**Document text**
Controlled Low-Rank Adaptation with Subspace Regularization for Continued Training on Large Language Models
Yuheng Lu, Bingshuo Qian, Caixia Yuan, Huixing Jiang, Xiaojie Wang
TL;DR
This work introduces Controlled LoRA (CLoRA), a subspace regularization technique for LoRA that constrains the direction of LoRA updates’ null space to mitigate catastrophic forgetting in large language models. By decomposing updates as $\nabla W = AB^{T}$ and applying orthogonal regularization with predefined matrices, CLoRA achieves a favorable balance between preserving base model capacity and limiting output changes during both one-stage fine-tuning and continual learning. Empirical results across commonsense and mathematical benchmarks show CLoRA outperforms baselines in in-domain and out-domain settings and yields strong continual learning performance, with analyses indicating reduced forgetting without overly constraining learning. The method is lightweight, flexible (varying $k$), and complementary to existing PEFT approaches, offering practical gains for deploying robust LLM adapters in evolving tasks.

[Referring expression data]

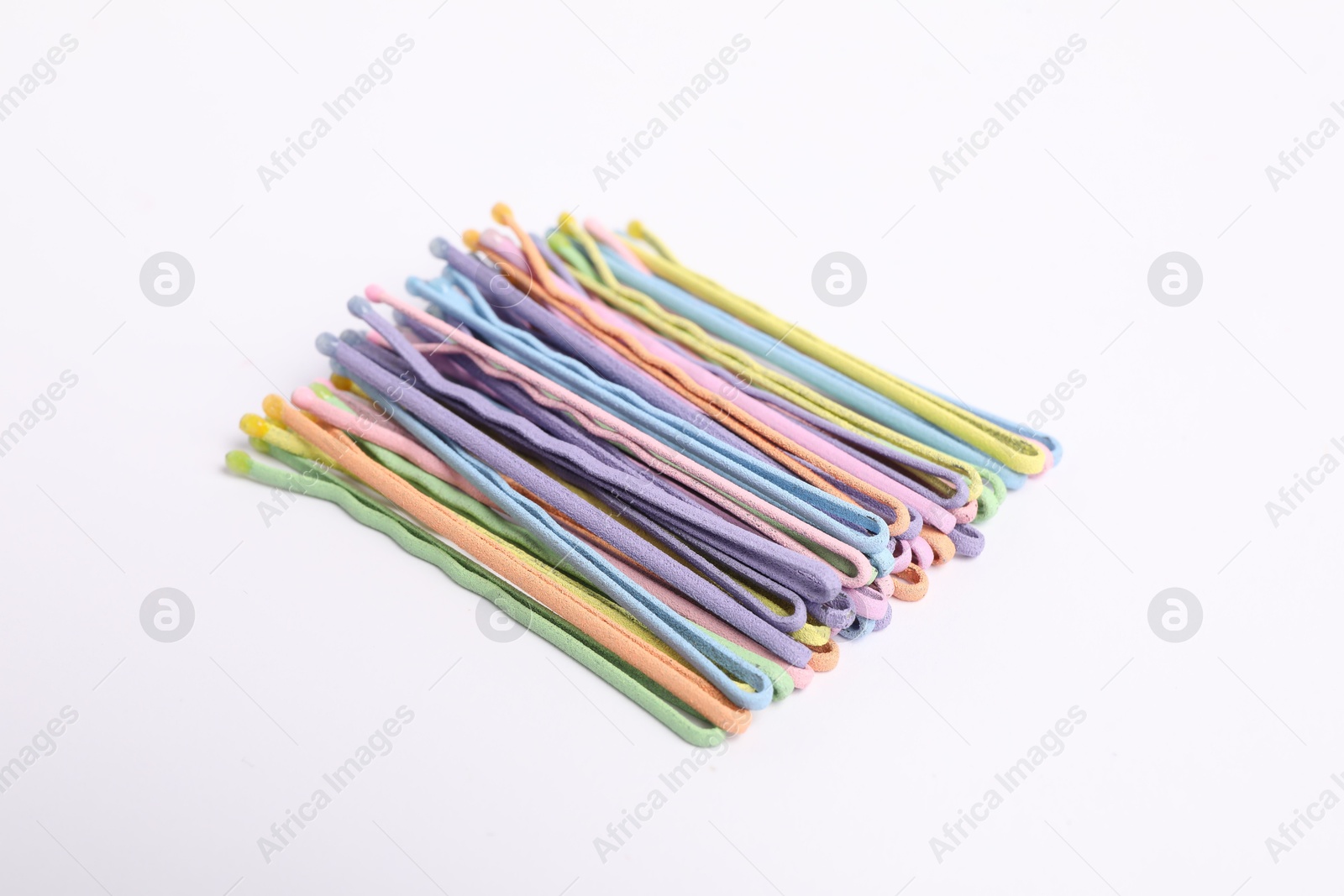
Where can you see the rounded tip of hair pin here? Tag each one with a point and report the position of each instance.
(275, 406)
(253, 426)
(326, 344)
(239, 461)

**Task goal**
For each statement below, say yes or no to whether it agrees with the CLoRA summary, and quote the words from the summary that decide it.
1. CLoRA constrains the direction of the null space of LoRA updates.
2. CLoRA was tested only on mathematical benchmarks.
3. CLoRA is presented as a replacement for existing PEFT approaches.

**Written response**
1. Yes: "constrains the direction of LoRA updates’ null space"
2. No: "across commonsense and mathematical benchmarks"
3. No: "complementary to existing PEFT approaches"